TASK DETAILS
Omit the images. Copy each entry word for word.

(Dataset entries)
□ □ □ □
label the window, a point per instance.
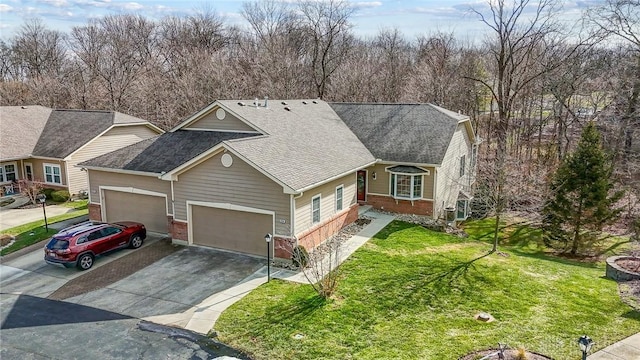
(404, 186)
(315, 209)
(52, 174)
(8, 172)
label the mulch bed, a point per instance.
(508, 355)
(107, 274)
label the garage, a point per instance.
(230, 229)
(150, 210)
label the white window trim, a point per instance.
(44, 170)
(393, 186)
(319, 209)
(341, 186)
(3, 173)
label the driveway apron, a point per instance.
(173, 284)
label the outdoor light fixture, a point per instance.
(585, 343)
(42, 198)
(268, 239)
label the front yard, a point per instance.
(411, 293)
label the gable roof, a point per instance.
(20, 129)
(68, 130)
(162, 153)
(404, 133)
(306, 144)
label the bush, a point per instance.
(48, 192)
(300, 256)
(60, 196)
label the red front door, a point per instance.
(362, 185)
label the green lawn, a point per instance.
(411, 293)
(33, 232)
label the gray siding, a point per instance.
(239, 184)
(114, 139)
(327, 194)
(149, 183)
(449, 181)
(210, 122)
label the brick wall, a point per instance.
(319, 233)
(95, 212)
(387, 203)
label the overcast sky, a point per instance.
(412, 17)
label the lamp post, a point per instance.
(268, 239)
(43, 198)
(585, 343)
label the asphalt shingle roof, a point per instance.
(162, 153)
(410, 133)
(307, 142)
(20, 129)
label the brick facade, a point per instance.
(387, 203)
(95, 212)
(319, 233)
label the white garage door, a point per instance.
(234, 230)
(147, 209)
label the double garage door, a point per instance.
(234, 230)
(147, 209)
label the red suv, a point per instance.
(78, 245)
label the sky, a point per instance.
(411, 17)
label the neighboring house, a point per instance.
(233, 172)
(42, 144)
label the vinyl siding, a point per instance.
(381, 185)
(103, 178)
(327, 194)
(229, 123)
(239, 184)
(449, 182)
(114, 139)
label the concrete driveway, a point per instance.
(174, 284)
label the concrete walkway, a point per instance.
(202, 317)
(626, 349)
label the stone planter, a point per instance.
(616, 272)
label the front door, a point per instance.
(362, 185)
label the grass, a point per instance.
(34, 232)
(410, 293)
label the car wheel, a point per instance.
(136, 241)
(85, 261)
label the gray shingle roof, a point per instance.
(306, 144)
(67, 130)
(162, 153)
(411, 133)
(20, 128)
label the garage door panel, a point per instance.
(147, 209)
(233, 230)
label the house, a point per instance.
(42, 144)
(235, 171)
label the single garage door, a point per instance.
(233, 230)
(147, 209)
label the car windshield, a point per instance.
(57, 244)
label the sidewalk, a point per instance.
(202, 317)
(626, 349)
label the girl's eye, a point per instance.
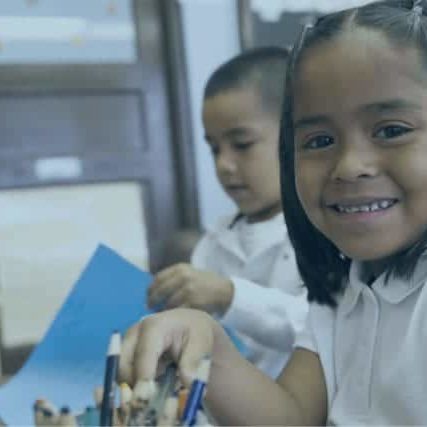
(214, 150)
(318, 142)
(242, 146)
(391, 131)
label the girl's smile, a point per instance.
(359, 154)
□ □ □ □
SOLUTION FOR THIS TASK
label the window, a point per instance.
(404, 186)
(315, 209)
(52, 174)
(8, 172)
label the mulch bed, a point per instance.
(508, 355)
(107, 274)
label the garage, a point per instance.
(230, 229)
(150, 210)
label the white window trim, a point per instance.
(44, 170)
(393, 186)
(319, 209)
(341, 186)
(3, 173)
label the driveway apron, a point per instance.
(173, 284)
label the outdoor light fixture, a point per instance.
(585, 343)
(42, 198)
(268, 239)
label the front yard, a point per instance.
(411, 293)
label the gable roof, a point per instance.
(20, 129)
(68, 130)
(162, 153)
(404, 133)
(306, 144)
label the bush, a point per instance.
(48, 192)
(300, 256)
(60, 196)
label the red front door, a point per instance.
(362, 185)
label the green lawn, a point per instance.
(411, 293)
(33, 232)
label the gray siding, a point per instance.
(239, 184)
(114, 139)
(327, 194)
(149, 183)
(449, 181)
(210, 122)
label the brick wall, a point per instance.
(319, 233)
(95, 212)
(387, 203)
label the overcast sky, a point per instance.
(412, 17)
label the lamp post, a point per instance.
(268, 239)
(43, 198)
(585, 343)
label the asphalt shingle roof, a point per instance.
(162, 153)
(410, 133)
(307, 142)
(20, 129)
label the brick facade, a point per instance.
(387, 203)
(95, 212)
(319, 233)
label the white garage door, a point per instance.
(234, 230)
(147, 209)
label the double garage door, a point per instance.
(234, 230)
(147, 209)
label the red suv, a point per instance.
(78, 245)
label the sky, a point per instance.
(411, 17)
label the neighboring house, a point per instance.
(233, 172)
(42, 144)
label the vinyl siding, a point per instance.
(381, 185)
(103, 178)
(327, 194)
(229, 123)
(239, 184)
(449, 182)
(114, 139)
label the concrete driveway, a point per instance.
(174, 284)
label the concrete walkway, a point per instance.
(202, 317)
(626, 349)
label the stone planter, a point per instance.
(616, 272)
label the front door, a point per instance.
(362, 185)
label the grass, a point per instance.
(34, 232)
(410, 293)
label the car wheel, a point per instance.
(136, 241)
(85, 261)
label the gray shingle roof, a point per instance.
(306, 144)
(67, 130)
(162, 153)
(411, 133)
(20, 128)
label the garage door panel, a point per instance.
(147, 209)
(233, 230)
label the house, a point per instance.
(42, 144)
(235, 171)
label the single garage door, a point per instance.
(233, 230)
(147, 209)
label the car windshield, a point per instance.
(57, 244)
label the sidewalk, a point per instance.
(202, 317)
(626, 349)
label the girl's eye, a point per instance.
(214, 150)
(318, 142)
(242, 146)
(391, 131)
label the girl's smile, a point per instance.
(359, 154)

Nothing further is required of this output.